» Consigne 1: Recopiez telles quelles les lignes des enregistrements comprises entre celle qui contient "task: segment the man with backpack" et celle qui contient "M 242 49 L 229", ces deux lignes incluses.

» Texte présenté:
*****
Le secteur public n’est pas en reste. En pleine turbulence sociale liée à la réforme controversée de la retraite, le pouvoir exécutif s’est également intéressé à cette nouvelle tendance. C’est dans ce contexte que le ministre délégué aux Comptes publics, Gabriel Attal, a annoncé le lancement d’une expérimentation de la semaine de quatre jours dans la fonction publique. Les agents de l’Union de recouvrement des cotisations de Sécurité sociale et d’allocations familiales (Urssaf) de Picardie pourront ainsi tester pendant un an la semaine de 36 heures en quatre jours. Si 70 % des agents de l’Urssaf de Picardie sont favorables à la mesure, seulement un quart y auraient recours.

Si le sujet interroge notamment au regard du profil des entreprises et des salariés qui peuvent avoir recours à ce mode d’organisation du travail, du maintien du lien social entre les équipes ou encore de la disponibilité des collaborateurs concernés, la semaine de 4 jours présente de nombreux avantages :

  • Du côté des salariés, elle leur permet ainsi de bénéficier d’un jour de repos supplémentaire dans la semaine, en plus du weekend ou de leur jour habituel de repos hebdomadaire,
  • Du côté des entreprises, elles témoignent d’une augmentation de leur productivité, une baisse du stress et de la fatigue, une réduction du taux d’absentéisme, une meilleure organisation du travail et une incidence positive sur l’empreinte carbone.

La semaine de 4 jours pourrait également avoir une vertu sociale et sociétale. Si les « cols blancs » peuvent bénéficier du télétravail pour améliorer leurs conditions de travail, la semaine de 4 jours ne serait-elle pas la solution à offrir aux « cols bleus » en contrepartie ?
*****
» Consigne 2:
Pour chacune des affirmations suivantes, dites par oui ou par non si elle concorde avec le texte sur la semaine de quatre jours, puis citez mot pour mot le passage qui tranche.
(a) L'expérimentation proposée aux agents de l'Urssaf de Picardie doit durer un an.
(b) La moitié des agents de l'Urssaf de Picardie auraient recours à la mesure.
(c) Le texte présente le télétravail comme une possibilité offerte aux « cols bleus ».

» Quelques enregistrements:
*****
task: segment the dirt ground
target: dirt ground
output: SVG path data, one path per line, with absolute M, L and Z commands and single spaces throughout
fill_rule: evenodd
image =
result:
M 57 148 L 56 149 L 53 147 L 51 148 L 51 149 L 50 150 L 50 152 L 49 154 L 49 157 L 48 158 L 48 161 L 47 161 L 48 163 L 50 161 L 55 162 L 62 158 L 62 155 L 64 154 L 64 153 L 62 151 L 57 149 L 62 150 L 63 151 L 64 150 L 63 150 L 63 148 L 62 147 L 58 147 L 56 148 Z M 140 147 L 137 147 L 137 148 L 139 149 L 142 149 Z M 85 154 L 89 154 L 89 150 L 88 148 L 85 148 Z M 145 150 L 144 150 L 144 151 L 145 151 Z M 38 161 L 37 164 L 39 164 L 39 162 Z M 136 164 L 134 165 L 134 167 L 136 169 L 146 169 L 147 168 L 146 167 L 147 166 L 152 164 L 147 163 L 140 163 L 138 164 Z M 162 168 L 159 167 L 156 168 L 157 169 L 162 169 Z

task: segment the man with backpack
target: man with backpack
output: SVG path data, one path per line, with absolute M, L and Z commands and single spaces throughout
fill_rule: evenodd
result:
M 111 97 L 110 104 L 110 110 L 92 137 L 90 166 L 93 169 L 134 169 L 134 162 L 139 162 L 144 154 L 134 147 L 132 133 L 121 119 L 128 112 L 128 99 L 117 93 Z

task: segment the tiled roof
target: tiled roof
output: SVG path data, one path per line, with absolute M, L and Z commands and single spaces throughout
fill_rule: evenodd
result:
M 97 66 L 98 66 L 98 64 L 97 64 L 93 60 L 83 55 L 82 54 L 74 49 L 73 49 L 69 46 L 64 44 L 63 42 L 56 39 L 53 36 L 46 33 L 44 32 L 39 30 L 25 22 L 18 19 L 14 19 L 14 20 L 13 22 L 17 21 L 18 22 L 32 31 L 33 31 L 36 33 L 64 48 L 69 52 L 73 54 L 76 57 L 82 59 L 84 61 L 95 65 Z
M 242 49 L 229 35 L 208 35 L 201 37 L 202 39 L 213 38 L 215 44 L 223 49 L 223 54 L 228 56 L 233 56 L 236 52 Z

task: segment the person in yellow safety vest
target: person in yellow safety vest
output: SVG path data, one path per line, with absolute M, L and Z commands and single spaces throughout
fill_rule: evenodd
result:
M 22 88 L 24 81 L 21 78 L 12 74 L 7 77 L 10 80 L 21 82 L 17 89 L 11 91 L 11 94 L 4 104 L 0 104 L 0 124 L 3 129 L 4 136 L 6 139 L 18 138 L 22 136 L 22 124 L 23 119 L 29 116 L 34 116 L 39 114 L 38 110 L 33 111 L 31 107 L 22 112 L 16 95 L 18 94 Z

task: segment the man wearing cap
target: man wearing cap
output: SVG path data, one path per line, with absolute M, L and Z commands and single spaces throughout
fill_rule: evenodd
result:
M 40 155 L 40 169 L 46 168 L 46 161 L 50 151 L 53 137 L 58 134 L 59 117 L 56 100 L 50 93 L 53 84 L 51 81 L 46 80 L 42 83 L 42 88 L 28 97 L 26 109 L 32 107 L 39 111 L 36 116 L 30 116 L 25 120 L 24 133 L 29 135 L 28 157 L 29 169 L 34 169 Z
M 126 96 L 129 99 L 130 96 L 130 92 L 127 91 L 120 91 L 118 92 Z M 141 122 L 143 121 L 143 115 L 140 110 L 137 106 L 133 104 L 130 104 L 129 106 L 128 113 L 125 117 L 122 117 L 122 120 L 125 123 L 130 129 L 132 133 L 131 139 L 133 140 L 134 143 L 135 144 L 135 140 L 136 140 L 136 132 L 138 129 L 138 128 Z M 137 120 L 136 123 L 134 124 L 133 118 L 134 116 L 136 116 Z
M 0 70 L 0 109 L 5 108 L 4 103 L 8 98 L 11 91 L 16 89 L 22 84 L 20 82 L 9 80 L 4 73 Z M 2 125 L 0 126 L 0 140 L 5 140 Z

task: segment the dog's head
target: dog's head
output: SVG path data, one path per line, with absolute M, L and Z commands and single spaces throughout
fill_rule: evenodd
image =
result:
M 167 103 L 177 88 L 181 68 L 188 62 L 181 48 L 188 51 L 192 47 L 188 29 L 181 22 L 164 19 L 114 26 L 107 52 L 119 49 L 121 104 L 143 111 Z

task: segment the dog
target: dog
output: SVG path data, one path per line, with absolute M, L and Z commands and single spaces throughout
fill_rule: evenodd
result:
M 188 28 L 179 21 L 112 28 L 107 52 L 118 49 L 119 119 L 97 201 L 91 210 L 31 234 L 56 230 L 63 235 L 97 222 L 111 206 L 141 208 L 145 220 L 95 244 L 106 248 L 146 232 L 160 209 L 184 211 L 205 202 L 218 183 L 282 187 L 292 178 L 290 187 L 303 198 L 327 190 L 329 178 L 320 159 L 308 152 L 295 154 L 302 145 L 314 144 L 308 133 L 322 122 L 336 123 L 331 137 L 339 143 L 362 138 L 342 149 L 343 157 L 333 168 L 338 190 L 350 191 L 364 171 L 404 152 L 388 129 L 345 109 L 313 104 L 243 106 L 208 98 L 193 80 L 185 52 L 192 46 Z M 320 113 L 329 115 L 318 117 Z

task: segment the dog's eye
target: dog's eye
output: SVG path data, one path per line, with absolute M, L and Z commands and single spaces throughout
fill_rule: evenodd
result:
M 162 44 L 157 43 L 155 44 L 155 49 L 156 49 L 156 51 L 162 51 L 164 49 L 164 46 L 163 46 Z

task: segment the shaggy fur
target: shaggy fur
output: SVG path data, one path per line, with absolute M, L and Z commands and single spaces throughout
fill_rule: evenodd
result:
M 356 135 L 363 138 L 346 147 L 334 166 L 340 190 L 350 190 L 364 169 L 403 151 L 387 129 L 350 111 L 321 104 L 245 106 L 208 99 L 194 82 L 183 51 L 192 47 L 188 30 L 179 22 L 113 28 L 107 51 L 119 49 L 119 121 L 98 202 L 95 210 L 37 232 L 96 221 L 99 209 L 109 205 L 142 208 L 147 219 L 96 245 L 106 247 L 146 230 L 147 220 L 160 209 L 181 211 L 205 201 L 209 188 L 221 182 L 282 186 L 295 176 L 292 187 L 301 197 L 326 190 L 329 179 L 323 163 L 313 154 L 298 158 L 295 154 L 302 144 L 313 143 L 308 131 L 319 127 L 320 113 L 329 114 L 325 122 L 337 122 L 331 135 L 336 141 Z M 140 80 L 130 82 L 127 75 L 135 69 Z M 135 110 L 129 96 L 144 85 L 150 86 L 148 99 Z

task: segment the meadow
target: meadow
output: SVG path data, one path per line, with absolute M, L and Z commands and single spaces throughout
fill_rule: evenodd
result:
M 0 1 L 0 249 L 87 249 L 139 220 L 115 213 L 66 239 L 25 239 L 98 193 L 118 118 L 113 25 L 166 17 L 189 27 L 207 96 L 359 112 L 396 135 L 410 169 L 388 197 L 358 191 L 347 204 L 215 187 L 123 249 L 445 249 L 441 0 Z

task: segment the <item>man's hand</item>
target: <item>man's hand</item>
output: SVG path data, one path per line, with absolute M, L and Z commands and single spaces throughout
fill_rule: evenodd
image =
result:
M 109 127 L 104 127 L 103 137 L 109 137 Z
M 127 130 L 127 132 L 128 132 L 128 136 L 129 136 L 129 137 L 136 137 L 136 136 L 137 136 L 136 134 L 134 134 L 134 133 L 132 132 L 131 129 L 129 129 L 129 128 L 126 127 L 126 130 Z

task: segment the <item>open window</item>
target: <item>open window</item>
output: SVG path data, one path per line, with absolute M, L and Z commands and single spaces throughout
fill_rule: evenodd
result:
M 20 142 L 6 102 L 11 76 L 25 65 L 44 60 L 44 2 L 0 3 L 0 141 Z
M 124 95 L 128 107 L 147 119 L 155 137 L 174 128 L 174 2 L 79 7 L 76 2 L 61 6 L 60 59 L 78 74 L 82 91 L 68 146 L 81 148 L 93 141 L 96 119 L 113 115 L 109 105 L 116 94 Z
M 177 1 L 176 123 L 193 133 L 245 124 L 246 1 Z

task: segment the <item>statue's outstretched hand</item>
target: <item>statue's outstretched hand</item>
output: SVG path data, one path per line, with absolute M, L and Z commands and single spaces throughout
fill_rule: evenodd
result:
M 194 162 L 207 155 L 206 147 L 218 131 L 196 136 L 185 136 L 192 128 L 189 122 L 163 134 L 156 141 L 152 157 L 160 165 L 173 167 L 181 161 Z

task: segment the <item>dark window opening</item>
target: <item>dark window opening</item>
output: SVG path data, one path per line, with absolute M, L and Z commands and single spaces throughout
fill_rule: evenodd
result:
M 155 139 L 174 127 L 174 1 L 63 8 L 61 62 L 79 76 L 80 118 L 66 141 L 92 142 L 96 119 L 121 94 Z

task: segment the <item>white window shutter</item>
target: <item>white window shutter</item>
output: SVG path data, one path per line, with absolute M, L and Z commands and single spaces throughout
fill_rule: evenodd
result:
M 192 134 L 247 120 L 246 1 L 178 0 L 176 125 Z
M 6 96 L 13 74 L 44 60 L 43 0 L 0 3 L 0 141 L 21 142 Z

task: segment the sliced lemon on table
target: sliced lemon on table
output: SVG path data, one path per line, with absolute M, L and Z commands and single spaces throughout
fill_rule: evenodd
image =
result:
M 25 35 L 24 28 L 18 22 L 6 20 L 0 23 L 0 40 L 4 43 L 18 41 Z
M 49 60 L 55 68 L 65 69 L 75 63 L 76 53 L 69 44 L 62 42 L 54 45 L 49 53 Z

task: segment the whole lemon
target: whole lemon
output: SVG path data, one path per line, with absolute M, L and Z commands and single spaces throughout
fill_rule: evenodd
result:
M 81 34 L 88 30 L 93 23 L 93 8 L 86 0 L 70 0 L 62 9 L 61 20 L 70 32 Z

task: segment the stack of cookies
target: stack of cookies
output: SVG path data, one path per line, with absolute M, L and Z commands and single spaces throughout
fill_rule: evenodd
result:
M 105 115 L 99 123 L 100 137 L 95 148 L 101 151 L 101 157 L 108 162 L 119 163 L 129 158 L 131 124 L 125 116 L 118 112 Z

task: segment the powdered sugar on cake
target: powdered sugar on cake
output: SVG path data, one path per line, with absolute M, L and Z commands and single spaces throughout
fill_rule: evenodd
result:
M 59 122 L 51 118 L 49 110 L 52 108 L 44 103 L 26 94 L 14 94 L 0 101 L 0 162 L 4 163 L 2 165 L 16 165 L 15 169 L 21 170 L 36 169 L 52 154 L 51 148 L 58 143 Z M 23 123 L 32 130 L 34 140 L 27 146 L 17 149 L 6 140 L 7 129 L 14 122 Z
*****
» Réponse 1:
task: segment the man with backpack
target: man with backpack
output: SVG path data, one path per line, with absolute M, L and Z commands and single spaces throughout
fill_rule: evenodd
result:
M 111 97 L 110 104 L 110 110 L 92 137 L 90 166 L 93 169 L 134 169 L 134 162 L 139 162 L 144 154 L 134 147 L 132 133 L 121 119 L 128 112 L 128 99 L 117 93 Z

task: segment the tiled roof
target: tiled roof
output: SVG path data, one path per line, with absolute M, L and Z commands and single spaces throughout
fill_rule: evenodd
result:
M 97 66 L 98 66 L 98 64 L 97 64 L 93 60 L 83 55 L 82 54 L 74 49 L 73 49 L 69 46 L 64 44 L 63 42 L 56 39 L 53 36 L 46 33 L 44 32 L 39 30 L 25 22 L 18 19 L 14 19 L 14 20 L 13 22 L 17 21 L 18 22 L 32 31 L 33 31 L 36 33 L 64 48 L 69 52 L 73 54 L 76 57 L 82 59 L 84 61 L 95 65 Z
M 242 49 L 229 35 L 208 35 L 201 37 L 202 39 L 213 38 L 215 44 L 223 49 L 223 54 L 228 56 L 233 56 L 236 52 Z

» Réponse 2:
(a) Oui : « pourront ainsi tester pendant un an la semaine de 36 heures en quatre jours »
(b) Non : « seulement un quart y auraient recours »
(c) Non : « Si les « cols blancs » peuvent bénéficier du télétravail »